*** INPUT FOR THIS TASK ***

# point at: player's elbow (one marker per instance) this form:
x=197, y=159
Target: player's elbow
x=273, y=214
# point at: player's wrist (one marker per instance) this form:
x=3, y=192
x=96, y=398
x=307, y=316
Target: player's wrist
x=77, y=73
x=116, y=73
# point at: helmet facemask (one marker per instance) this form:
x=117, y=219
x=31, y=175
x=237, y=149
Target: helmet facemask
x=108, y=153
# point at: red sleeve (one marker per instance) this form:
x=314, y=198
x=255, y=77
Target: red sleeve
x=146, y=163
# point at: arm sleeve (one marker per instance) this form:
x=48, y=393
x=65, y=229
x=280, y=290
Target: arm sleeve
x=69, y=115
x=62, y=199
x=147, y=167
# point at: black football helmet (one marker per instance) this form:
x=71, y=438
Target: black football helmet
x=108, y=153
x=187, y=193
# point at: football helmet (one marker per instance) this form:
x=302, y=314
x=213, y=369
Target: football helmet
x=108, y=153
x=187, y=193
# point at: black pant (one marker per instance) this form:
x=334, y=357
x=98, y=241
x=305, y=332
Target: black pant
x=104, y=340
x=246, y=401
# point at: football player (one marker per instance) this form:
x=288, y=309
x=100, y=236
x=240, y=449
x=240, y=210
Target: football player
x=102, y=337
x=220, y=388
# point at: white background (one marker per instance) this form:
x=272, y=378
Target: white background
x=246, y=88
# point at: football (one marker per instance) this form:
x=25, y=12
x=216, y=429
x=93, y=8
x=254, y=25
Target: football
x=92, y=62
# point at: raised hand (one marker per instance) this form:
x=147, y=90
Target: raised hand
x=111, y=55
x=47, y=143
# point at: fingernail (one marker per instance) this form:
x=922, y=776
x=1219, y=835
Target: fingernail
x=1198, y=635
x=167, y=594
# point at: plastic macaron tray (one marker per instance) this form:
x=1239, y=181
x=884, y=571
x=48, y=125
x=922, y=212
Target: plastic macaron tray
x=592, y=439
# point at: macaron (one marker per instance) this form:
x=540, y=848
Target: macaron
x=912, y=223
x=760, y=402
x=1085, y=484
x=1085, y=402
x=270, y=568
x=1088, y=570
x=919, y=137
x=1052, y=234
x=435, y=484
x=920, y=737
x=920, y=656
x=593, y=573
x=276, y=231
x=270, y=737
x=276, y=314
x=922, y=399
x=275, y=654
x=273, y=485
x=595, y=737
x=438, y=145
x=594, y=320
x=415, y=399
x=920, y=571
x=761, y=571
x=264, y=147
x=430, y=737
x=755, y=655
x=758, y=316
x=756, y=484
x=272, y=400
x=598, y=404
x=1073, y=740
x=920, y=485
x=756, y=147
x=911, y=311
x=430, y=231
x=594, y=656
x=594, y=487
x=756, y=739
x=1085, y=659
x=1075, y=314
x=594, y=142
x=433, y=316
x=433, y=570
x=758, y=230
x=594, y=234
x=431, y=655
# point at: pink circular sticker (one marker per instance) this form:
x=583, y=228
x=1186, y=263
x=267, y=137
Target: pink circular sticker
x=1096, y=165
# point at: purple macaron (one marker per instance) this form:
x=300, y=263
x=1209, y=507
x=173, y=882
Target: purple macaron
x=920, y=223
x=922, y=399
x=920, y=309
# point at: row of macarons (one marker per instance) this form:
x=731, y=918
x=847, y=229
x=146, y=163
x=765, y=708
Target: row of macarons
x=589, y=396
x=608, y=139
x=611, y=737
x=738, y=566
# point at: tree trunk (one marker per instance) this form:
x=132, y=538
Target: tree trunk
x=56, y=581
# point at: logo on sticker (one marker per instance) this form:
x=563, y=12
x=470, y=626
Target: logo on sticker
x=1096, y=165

*** End of INPUT FOR THIS TASK ***

* [TASK REQUIREMENTS]:
Set down, exactly as they appear, the line holding "Target: tree trunk" and every line after it until the records end.

* [TASK ANSWER]:
Target: tree trunk
x=56, y=581
# point at: logo on sticker (one marker per instance) this form:
x=563, y=12
x=470, y=626
Target: logo on sticker
x=1096, y=165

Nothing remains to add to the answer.